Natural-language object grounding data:
• • • • • • •

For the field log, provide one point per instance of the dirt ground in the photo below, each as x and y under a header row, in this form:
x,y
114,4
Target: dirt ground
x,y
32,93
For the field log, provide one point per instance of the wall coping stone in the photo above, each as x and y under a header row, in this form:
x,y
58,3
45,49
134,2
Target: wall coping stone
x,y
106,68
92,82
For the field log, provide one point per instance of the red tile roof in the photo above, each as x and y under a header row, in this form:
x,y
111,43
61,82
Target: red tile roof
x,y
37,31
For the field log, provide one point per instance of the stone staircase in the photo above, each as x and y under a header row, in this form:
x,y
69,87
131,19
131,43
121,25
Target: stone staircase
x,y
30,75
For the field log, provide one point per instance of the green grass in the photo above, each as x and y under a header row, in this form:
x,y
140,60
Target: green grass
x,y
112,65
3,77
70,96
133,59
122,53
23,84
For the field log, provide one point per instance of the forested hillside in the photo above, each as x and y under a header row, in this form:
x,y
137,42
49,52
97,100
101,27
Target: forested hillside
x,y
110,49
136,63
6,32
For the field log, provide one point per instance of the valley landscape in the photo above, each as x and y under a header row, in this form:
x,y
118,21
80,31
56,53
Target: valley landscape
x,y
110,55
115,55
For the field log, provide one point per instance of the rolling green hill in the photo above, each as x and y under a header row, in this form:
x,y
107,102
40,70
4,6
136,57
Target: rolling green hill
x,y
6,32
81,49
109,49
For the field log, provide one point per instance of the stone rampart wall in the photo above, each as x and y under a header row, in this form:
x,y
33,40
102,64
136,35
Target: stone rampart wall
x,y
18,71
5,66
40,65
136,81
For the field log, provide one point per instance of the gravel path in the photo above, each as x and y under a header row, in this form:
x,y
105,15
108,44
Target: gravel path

• • • • • • •

ACTION ITEM — The records above are to be set down again exactly as written.

EXERCISE OUTPUT —
For the field log, provide one point per instance of the dirt ground in the photo below, each as x and y under a header row, in this form:
x,y
114,4
Target: dirt ground
x,y
32,93
For the field log, provide one point per instance of the wall coping stone in the photo above, each as x and y under a header row, in this form:
x,y
58,3
45,49
134,2
Target: wall coping stone
x,y
106,68
92,82
For the field log, provide one point per instance of the red tile roof in the photo above, each as x and y under a header row, in this form:
x,y
111,43
61,82
Target: red tile roof
x,y
37,31
For the field log, provide one point per instance of the stone staircase in the photo above, each as x and y under a header row, in this form:
x,y
69,87
131,19
131,43
121,25
Target: stone staircase
x,y
30,75
For the field log, provide one point per instance of the green grass in the photo above, each as x and y under a header row, in this form:
x,y
140,60
Target: green grass
x,y
112,65
3,77
70,96
133,59
122,53
23,84
For the field log, provide one point per instance of the forested hillside in the photo above, each as x and y under a header row, in this form:
x,y
137,42
49,52
97,100
101,27
Target: forested hillside
x,y
110,49
136,63
6,32
For the field log, provide one point per instance of the valley landscape in the photo above, each as x and y under a header row, in this form:
x,y
118,21
80,31
56,53
Target: valley landscape
x,y
110,55
115,55
For the field log, provide one point per instance of the rolling green hill in the photo above, each as x and y under a header row, in this form:
x,y
107,102
40,70
4,6
136,57
Target: rolling green hill
x,y
6,32
81,49
109,49
For the field log, provide one point per instance of the stone rampart wall in the photo above, each as x and y under a header row, in this form:
x,y
33,40
102,64
136,35
Target: stone rampart wall
x,y
18,71
5,66
40,65
136,81
For the field log, provide one point per instance of the gravel path in the photo above, each as x and y under a header row, in this form:
x,y
105,15
108,44
Target: gravel path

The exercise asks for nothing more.